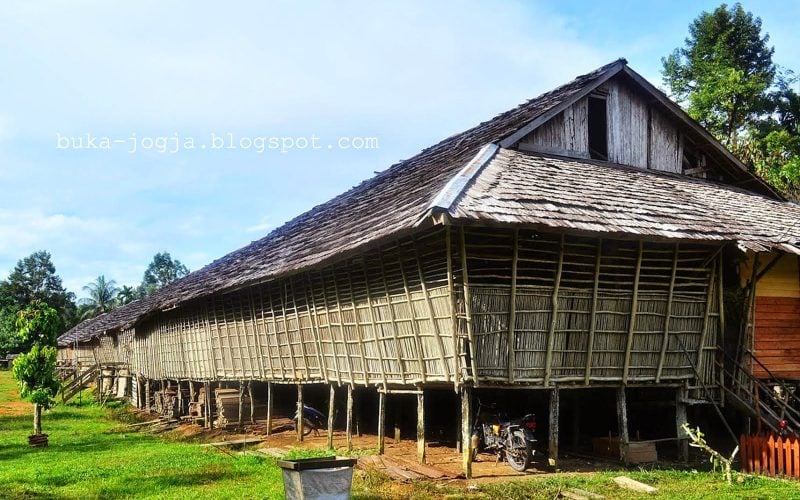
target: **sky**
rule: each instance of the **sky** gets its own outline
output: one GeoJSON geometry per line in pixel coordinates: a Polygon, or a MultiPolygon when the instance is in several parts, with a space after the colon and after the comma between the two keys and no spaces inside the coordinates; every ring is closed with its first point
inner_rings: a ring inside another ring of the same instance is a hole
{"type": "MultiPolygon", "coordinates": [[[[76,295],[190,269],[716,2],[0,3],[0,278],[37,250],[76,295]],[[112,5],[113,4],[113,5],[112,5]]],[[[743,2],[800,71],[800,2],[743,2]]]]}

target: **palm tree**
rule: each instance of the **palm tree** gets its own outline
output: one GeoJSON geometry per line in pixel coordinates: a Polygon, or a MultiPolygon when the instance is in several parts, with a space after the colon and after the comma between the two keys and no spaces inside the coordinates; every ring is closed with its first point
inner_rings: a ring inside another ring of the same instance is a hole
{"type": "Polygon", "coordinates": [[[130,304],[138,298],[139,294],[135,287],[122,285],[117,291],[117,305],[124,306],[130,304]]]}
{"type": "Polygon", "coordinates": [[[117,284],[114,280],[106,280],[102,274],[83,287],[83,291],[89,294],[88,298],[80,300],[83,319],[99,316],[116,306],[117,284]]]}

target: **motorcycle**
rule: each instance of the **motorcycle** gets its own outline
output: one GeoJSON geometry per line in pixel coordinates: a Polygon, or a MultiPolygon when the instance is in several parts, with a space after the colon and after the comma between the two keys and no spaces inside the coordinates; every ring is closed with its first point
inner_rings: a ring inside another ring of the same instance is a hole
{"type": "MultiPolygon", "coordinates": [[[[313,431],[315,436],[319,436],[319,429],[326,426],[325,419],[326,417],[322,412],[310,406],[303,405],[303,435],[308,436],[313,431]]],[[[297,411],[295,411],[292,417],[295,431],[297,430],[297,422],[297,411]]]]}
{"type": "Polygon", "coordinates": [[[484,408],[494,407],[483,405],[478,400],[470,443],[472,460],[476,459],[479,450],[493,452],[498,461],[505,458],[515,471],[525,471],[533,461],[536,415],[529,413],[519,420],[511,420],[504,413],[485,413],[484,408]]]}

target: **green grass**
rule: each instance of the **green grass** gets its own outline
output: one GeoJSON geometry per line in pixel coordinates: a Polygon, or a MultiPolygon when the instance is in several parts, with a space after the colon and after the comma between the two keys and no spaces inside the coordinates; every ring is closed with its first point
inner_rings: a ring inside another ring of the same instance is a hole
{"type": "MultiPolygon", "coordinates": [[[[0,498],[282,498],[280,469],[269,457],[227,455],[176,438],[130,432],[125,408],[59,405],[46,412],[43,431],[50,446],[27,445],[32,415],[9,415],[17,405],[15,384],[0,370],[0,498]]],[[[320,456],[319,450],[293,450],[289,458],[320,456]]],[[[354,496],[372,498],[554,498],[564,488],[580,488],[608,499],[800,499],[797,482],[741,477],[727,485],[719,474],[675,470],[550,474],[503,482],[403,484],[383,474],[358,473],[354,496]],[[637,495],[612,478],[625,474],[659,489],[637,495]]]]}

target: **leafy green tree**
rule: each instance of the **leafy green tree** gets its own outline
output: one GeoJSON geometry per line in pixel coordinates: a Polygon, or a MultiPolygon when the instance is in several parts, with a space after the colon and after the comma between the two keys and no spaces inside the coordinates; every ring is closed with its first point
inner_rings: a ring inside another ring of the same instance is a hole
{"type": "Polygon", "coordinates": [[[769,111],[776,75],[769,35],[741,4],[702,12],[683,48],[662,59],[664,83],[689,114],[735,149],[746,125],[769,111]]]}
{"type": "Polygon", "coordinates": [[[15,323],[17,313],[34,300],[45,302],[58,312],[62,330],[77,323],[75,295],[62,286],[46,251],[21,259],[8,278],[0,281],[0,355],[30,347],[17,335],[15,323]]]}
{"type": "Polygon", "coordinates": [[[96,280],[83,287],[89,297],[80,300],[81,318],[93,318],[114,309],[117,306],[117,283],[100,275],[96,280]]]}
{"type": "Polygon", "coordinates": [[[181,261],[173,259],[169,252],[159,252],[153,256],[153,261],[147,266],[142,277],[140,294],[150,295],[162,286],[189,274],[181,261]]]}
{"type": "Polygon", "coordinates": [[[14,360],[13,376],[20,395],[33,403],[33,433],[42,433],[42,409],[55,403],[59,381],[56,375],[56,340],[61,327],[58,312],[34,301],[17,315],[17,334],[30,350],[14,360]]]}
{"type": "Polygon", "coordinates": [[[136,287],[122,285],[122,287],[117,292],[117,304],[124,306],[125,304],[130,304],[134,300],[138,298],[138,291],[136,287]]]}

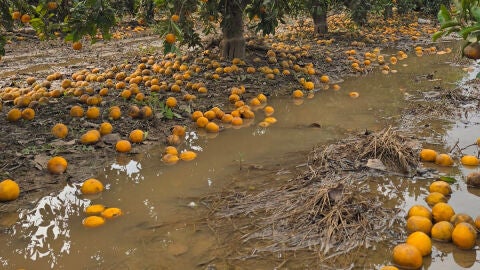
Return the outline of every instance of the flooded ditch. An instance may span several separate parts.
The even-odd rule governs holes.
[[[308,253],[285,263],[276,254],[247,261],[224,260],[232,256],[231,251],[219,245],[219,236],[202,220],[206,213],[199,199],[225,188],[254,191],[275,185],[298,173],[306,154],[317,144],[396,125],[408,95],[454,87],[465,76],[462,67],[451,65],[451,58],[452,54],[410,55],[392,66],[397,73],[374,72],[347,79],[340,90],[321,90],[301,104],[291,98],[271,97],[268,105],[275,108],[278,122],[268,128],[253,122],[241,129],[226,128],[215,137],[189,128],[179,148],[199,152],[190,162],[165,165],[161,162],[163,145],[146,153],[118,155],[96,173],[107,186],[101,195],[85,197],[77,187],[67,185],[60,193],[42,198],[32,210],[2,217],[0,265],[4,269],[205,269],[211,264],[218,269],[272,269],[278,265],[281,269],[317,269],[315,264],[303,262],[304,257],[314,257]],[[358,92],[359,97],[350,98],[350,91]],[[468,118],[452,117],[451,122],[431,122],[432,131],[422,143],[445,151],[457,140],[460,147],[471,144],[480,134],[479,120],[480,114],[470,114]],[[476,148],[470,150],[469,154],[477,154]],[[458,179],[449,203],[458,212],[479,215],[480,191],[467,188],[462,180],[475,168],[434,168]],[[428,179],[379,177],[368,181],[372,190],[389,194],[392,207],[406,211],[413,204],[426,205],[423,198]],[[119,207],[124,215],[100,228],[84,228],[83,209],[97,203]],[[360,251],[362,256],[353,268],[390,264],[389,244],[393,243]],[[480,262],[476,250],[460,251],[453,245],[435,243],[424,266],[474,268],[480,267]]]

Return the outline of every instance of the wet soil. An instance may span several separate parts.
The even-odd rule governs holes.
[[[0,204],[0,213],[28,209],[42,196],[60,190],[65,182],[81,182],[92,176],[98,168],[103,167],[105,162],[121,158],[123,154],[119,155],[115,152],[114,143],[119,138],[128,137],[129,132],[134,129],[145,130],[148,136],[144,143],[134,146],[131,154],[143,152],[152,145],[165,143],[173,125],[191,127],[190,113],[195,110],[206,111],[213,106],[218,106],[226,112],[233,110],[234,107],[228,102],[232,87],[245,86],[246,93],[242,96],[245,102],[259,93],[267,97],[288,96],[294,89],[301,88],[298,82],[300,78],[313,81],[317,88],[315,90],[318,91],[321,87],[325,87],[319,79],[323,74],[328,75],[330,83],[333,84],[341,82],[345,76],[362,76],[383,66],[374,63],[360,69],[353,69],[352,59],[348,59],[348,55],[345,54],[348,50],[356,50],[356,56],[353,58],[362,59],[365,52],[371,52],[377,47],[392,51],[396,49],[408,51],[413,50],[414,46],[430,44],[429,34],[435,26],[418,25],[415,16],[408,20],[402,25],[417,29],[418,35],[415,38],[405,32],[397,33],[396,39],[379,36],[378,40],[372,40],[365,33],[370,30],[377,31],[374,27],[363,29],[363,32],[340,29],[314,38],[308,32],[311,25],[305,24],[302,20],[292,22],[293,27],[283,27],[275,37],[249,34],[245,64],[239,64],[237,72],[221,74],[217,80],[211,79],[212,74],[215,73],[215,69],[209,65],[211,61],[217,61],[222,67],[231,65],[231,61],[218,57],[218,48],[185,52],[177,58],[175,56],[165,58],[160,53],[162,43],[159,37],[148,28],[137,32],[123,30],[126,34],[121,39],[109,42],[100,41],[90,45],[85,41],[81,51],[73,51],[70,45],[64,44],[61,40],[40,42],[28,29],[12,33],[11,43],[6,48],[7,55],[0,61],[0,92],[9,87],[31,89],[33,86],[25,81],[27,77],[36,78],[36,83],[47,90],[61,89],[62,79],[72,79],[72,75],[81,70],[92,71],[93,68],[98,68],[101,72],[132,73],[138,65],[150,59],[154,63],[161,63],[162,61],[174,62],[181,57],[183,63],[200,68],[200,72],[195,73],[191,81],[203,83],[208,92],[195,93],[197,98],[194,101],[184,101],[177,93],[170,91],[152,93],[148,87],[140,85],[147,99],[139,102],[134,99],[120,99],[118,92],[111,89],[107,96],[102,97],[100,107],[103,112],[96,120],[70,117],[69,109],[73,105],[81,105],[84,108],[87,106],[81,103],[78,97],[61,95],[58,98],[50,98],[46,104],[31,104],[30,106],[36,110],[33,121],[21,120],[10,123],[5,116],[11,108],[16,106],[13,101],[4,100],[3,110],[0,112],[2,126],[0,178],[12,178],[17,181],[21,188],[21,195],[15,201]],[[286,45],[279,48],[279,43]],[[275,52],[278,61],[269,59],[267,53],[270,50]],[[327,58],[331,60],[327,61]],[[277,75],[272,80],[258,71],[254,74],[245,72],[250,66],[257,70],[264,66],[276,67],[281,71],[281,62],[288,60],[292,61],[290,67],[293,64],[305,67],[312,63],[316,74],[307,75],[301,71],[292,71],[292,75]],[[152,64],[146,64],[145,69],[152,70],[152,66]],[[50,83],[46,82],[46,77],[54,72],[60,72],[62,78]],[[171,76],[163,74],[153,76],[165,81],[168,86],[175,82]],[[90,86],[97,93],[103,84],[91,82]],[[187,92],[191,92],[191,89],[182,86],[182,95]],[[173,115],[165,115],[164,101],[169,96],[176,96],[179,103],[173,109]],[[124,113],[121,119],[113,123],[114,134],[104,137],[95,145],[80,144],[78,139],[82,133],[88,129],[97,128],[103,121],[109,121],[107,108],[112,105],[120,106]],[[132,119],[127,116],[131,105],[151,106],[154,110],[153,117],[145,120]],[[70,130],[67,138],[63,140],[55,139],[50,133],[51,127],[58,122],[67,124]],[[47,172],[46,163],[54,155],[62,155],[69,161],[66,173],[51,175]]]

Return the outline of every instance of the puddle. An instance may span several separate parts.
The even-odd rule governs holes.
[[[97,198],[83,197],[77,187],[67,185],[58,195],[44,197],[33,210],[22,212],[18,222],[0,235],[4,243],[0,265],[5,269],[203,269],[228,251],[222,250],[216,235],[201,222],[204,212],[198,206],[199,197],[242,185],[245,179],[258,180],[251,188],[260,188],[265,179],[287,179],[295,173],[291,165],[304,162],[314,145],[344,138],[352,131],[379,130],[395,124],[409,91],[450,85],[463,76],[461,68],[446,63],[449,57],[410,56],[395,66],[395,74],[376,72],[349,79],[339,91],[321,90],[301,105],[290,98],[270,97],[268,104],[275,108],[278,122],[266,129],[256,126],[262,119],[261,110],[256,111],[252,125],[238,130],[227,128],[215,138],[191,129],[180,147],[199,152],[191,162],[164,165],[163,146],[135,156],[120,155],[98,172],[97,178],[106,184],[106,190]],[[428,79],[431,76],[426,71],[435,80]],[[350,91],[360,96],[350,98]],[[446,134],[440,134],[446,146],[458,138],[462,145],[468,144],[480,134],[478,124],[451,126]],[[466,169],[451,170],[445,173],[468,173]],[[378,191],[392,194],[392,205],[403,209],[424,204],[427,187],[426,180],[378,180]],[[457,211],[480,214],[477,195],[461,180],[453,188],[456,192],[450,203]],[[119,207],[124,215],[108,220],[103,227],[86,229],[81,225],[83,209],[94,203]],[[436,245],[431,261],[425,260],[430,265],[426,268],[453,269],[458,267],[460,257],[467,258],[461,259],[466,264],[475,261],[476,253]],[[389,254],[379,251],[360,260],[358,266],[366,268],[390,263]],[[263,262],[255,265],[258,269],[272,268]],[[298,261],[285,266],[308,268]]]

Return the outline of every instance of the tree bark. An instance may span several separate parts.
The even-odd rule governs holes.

_Task requirements_
Copy nothing but the lines from the top of the data down to the line containing "rule: each instance of the **sky**", and leave the pictures out.

_Result below_
target: **sky**
rule: each instance of the **sky** gets its own outline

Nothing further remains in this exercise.